[Stored data entries]
Start of Block

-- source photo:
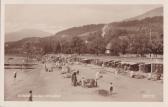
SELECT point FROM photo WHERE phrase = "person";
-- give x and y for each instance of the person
(132, 74)
(15, 74)
(74, 79)
(30, 96)
(83, 82)
(111, 88)
(97, 77)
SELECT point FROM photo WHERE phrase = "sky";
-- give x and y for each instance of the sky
(54, 18)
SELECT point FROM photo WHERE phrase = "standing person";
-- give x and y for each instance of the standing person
(15, 75)
(72, 78)
(97, 77)
(30, 95)
(75, 79)
(111, 88)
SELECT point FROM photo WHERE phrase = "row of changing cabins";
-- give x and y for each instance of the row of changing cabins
(152, 67)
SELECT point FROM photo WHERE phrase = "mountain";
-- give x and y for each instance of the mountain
(148, 23)
(151, 13)
(25, 33)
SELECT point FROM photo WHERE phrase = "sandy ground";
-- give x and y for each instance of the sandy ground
(52, 86)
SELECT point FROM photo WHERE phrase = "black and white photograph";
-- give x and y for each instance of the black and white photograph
(84, 52)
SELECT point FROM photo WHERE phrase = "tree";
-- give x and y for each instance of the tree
(77, 45)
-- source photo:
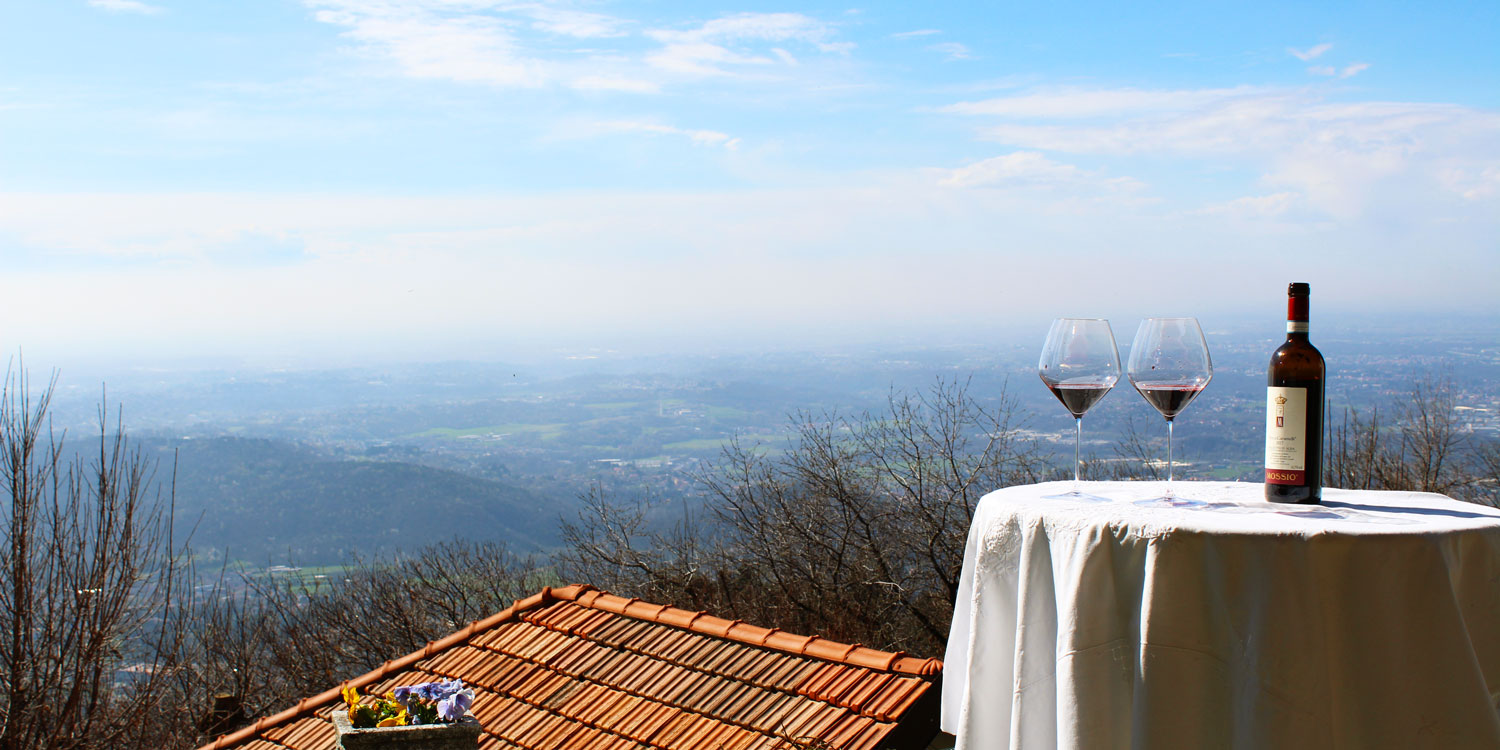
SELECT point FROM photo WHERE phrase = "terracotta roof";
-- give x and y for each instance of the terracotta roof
(579, 668)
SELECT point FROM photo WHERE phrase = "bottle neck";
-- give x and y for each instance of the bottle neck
(1296, 317)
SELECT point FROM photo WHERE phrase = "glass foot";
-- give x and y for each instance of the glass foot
(1170, 503)
(1077, 497)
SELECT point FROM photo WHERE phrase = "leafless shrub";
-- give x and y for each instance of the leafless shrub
(855, 531)
(92, 588)
(1424, 449)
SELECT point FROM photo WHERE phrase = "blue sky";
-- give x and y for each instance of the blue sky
(449, 177)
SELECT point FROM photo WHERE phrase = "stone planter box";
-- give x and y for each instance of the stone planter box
(462, 735)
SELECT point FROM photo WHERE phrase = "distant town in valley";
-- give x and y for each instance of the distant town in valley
(309, 467)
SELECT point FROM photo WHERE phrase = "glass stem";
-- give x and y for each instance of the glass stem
(1169, 456)
(1077, 441)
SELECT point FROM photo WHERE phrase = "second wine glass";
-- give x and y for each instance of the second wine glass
(1079, 363)
(1169, 365)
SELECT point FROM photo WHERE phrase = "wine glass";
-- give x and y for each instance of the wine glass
(1080, 365)
(1169, 365)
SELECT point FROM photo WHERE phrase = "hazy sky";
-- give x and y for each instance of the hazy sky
(443, 176)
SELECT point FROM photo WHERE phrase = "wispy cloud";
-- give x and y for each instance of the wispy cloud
(516, 44)
(1254, 206)
(698, 137)
(573, 23)
(1310, 53)
(1032, 170)
(426, 39)
(1094, 102)
(734, 42)
(951, 50)
(1334, 72)
(1346, 158)
(125, 6)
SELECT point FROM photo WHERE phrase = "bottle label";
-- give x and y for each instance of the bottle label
(1286, 435)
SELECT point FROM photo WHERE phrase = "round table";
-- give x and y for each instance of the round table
(1370, 621)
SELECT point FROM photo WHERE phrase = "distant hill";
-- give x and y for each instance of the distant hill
(264, 500)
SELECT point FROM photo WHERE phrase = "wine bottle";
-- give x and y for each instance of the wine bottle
(1295, 410)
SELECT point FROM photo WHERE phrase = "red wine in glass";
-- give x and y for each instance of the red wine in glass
(1169, 365)
(1079, 396)
(1170, 399)
(1079, 363)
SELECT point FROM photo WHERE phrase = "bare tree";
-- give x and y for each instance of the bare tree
(284, 636)
(855, 531)
(92, 593)
(1425, 449)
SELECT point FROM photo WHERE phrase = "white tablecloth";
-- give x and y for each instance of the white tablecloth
(1371, 621)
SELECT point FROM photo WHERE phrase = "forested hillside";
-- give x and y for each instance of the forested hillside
(276, 501)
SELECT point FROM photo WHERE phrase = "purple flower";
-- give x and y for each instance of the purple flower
(453, 707)
(429, 690)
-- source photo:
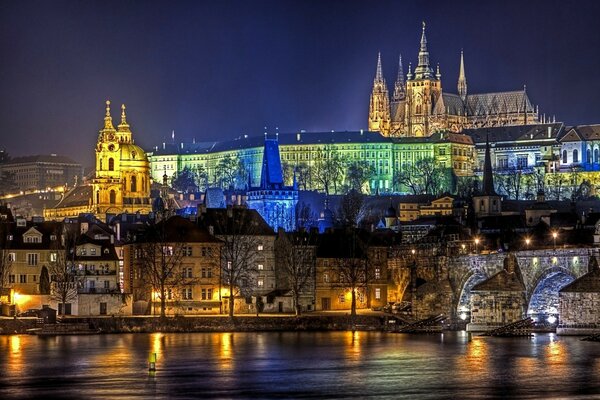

End of Block

* _THE TASK_: Each line from the one containing "-- give x and y for each instance of the red" through the final line of the data must be reproduced exactly, both ends included, with no pictures in the copy.

* _ANSWER_:
-- give x and y for each instance of the red wine in glass
(1169, 365)
(1079, 396)
(1170, 399)
(1079, 363)
SELECT point FROM photo WHERE phrase = "bare tree";
-- give x and y for each instance of the bare tree
(284, 636)
(855, 531)
(92, 593)
(1425, 449)
SELECT point FROM photo WHERE phrase = "white tablecloth";
-- give x and y for each instance of the white tablecloth
(1371, 621)
SELECT point FROM photo WHERE phrase = "forested hillside";
-- give x and y for each instance of the forested hillside
(276, 501)
SELECT point FROM photo WHERE phrase = "purple flower";
-- give x and y for each instance of the purple flower
(453, 707)
(429, 690)
-- source photo:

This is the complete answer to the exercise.